* [TASK TO COMPLETE] Give a verbatim repeat of the lines that run from the line containing "Provide the mask of each instance of the distant" to the end of the data below.

-------- SUPPLIED RECORDS

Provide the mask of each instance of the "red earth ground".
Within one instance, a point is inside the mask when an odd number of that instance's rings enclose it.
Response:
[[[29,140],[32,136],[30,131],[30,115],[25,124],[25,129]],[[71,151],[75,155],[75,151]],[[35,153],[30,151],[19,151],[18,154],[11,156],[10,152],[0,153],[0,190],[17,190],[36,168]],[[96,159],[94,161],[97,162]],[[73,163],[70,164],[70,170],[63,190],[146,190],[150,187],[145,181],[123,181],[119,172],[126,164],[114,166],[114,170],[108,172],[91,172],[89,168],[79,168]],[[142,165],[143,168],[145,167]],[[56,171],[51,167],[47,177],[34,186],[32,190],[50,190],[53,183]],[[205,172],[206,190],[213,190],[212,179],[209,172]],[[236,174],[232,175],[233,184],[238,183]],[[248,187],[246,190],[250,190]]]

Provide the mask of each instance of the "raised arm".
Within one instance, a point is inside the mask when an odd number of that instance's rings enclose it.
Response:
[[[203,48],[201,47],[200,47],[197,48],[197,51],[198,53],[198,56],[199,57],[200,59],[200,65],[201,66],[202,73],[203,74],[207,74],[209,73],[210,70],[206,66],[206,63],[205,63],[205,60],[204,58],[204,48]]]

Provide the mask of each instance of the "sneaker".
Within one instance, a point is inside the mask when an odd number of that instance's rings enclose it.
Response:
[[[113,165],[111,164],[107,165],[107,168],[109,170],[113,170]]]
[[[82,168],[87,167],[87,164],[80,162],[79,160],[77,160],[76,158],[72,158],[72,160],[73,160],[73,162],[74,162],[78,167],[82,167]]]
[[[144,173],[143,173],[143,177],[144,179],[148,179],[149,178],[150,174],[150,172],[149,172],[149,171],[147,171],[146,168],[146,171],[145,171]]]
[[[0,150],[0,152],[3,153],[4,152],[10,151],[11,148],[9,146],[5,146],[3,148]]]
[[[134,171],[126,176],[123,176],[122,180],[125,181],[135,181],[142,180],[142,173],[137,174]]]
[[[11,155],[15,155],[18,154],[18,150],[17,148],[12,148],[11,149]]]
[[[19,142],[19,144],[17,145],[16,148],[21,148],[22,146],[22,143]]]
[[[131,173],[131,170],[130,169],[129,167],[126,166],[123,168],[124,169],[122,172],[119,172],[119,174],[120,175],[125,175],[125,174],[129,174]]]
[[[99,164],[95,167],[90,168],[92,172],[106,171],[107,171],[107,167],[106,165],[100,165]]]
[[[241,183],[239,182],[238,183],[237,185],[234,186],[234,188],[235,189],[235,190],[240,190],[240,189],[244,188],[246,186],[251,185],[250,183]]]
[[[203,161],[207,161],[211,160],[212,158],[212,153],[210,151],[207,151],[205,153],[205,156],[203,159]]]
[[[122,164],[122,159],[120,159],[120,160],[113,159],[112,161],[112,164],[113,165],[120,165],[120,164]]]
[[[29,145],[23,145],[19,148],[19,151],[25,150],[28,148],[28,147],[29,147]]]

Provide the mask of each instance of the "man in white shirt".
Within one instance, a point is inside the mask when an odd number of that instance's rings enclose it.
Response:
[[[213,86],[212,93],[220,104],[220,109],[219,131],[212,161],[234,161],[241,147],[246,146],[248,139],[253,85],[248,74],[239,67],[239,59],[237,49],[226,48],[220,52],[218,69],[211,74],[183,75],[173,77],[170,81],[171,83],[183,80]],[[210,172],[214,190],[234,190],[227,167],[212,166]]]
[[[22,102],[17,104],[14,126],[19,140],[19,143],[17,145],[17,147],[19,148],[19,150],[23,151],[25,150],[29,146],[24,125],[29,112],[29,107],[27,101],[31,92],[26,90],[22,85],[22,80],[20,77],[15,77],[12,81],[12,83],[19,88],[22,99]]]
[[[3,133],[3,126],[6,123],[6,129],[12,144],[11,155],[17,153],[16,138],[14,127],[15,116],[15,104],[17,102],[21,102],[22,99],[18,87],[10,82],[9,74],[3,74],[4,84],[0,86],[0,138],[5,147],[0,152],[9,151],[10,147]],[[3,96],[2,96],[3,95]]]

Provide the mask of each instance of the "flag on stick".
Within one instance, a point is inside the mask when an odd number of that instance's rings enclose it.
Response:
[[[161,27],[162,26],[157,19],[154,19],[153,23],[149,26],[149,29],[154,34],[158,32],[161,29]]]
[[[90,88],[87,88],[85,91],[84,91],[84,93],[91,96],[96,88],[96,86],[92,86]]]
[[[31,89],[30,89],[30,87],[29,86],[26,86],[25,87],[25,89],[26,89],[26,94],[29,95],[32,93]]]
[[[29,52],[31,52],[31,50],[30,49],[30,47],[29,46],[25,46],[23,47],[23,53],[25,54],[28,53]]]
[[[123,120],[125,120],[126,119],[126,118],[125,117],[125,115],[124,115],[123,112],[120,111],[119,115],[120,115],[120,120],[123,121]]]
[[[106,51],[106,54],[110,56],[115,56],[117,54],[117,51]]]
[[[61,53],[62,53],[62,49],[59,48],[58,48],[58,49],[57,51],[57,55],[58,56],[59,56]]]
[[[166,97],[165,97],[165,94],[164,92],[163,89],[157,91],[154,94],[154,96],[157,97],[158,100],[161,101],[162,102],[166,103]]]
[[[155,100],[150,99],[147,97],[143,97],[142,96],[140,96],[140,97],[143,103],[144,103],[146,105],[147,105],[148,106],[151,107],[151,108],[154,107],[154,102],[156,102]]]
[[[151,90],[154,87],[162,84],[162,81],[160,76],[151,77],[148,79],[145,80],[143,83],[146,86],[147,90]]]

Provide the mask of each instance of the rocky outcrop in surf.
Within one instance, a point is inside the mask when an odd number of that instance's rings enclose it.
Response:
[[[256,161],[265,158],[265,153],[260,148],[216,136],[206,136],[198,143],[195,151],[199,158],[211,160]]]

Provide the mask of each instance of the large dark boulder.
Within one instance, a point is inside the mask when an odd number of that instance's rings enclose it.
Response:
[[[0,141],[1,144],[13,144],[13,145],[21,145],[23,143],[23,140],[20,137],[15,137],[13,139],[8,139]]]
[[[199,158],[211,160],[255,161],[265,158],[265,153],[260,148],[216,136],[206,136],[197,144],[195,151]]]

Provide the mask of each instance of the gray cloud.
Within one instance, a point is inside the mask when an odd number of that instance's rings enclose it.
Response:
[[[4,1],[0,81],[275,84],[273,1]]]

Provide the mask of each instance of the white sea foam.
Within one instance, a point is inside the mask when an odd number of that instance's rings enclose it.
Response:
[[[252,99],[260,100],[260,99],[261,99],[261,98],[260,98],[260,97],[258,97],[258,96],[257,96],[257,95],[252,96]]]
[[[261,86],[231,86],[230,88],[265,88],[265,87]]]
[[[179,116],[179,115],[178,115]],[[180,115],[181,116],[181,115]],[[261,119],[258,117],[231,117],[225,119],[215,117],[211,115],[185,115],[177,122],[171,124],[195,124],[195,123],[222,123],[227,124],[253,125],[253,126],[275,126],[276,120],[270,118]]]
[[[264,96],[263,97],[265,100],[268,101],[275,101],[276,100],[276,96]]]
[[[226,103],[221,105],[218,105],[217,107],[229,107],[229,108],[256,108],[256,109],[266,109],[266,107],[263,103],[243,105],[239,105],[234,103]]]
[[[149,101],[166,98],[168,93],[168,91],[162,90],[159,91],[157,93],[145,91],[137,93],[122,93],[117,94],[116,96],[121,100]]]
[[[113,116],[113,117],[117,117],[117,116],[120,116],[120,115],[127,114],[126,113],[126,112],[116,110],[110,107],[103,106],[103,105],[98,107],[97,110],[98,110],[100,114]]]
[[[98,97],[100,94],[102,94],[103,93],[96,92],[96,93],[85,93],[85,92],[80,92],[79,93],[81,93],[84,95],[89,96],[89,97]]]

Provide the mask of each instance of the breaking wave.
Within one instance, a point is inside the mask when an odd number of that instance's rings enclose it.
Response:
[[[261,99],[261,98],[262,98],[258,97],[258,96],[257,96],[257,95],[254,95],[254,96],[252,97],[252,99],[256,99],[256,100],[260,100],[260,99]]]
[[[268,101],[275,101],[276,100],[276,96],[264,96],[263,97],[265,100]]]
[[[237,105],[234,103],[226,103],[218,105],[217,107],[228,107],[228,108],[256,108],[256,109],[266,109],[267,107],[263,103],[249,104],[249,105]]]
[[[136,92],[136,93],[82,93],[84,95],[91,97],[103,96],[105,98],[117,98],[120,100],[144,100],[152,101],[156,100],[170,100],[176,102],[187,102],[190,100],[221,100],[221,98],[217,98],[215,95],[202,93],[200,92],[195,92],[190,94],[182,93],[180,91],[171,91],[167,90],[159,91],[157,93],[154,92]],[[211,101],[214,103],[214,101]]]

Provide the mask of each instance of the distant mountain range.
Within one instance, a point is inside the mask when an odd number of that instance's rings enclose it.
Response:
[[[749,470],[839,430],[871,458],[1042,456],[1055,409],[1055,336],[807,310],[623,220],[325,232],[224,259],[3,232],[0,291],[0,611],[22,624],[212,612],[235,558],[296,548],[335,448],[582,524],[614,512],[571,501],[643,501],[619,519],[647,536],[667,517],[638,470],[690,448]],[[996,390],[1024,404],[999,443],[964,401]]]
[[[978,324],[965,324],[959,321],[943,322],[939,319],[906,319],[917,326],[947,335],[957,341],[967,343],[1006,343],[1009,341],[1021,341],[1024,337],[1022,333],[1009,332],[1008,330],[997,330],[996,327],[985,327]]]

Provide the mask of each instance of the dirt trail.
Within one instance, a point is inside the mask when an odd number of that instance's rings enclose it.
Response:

----------------

* [COMPLETE OUTPUT]
Provide the mask of each instance of the distant mountain range.
Within one instance, a point is inside the mask when an odd number of that instance's rings enclose it.
Response:
[[[749,470],[839,430],[871,458],[1042,456],[1055,409],[1055,336],[807,310],[623,220],[325,232],[224,259],[3,232],[0,291],[0,611],[22,624],[212,612],[235,558],[296,548],[335,448],[582,524],[614,512],[571,501],[643,501],[619,519],[647,536],[667,517],[638,470],[690,448]],[[996,390],[1024,404],[999,443],[964,401]]]
[[[978,324],[965,324],[959,321],[943,322],[939,319],[906,319],[917,326],[947,335],[957,341],[967,343],[1006,343],[1009,341],[1021,341],[1024,337],[1022,333],[1009,332],[1008,330],[997,330],[996,327],[985,327]]]

Provide the mask of each instance of the dirt trail.
Within one instance, a point is inside the mask when an odd number of that instance's rings enclose it.
Response:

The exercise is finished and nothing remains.